## WHAT IS REQUIRED
Rewrite the data below as a JSON list of strings, one string per line, leaving out any blank lines.

## INPUT
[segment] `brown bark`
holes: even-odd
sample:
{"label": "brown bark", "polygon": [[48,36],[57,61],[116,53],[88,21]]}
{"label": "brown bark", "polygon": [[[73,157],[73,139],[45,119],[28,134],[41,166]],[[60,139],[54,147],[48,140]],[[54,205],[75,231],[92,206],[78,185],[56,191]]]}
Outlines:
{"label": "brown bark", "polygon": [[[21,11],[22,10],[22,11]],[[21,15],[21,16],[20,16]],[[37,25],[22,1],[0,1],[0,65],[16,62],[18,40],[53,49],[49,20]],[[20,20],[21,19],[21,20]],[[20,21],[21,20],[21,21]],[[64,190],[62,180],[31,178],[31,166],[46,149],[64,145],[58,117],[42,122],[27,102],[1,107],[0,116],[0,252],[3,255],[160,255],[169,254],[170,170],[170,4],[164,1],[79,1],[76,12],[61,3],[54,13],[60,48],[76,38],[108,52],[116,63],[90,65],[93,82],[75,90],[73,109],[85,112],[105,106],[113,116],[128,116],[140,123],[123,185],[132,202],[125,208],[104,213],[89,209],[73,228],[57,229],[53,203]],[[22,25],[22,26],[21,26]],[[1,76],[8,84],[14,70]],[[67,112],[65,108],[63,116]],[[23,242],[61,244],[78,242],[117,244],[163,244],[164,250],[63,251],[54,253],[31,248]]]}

## THE RESULT
[
  "[segment] `brown bark`",
  "holes: even-odd",
  "sample:",
  "{\"label\": \"brown bark\", \"polygon\": [[48,36],[57,61],[116,53],[88,21]]}",
  "{\"label\": \"brown bark\", \"polygon\": [[[73,157],[73,139],[45,119],[28,134],[41,166]],[[60,139],[54,147],[48,140]],[[54,205],[75,231],[92,206],[78,185],[56,191]]]}",
  "Outlines:",
  "{\"label\": \"brown bark\", \"polygon\": [[[21,11],[22,10],[22,11]],[[21,15],[21,16],[20,16]],[[37,25],[22,1],[0,1],[0,65],[16,62],[18,40],[53,49],[49,20]],[[20,20],[21,19],[21,20]],[[20,21],[21,20],[21,21]],[[64,190],[62,180],[31,178],[31,166],[46,149],[64,145],[58,117],[42,122],[27,102],[1,107],[0,116],[0,252],[3,255],[160,255],[169,254],[170,170],[170,4],[164,1],[79,1],[76,12],[61,3],[54,13],[60,48],[76,38],[108,52],[116,63],[90,65],[93,82],[75,90],[73,109],[85,112],[105,106],[113,116],[128,116],[140,123],[123,185],[132,202],[125,208],[104,213],[89,209],[73,228],[57,229],[53,203]],[[22,25],[22,26],[21,26]],[[1,76],[8,84],[14,70]],[[67,112],[65,108],[63,116]],[[23,242],[61,244],[78,242],[117,244],[163,244],[164,250],[63,251],[54,253],[31,248]]]}"
]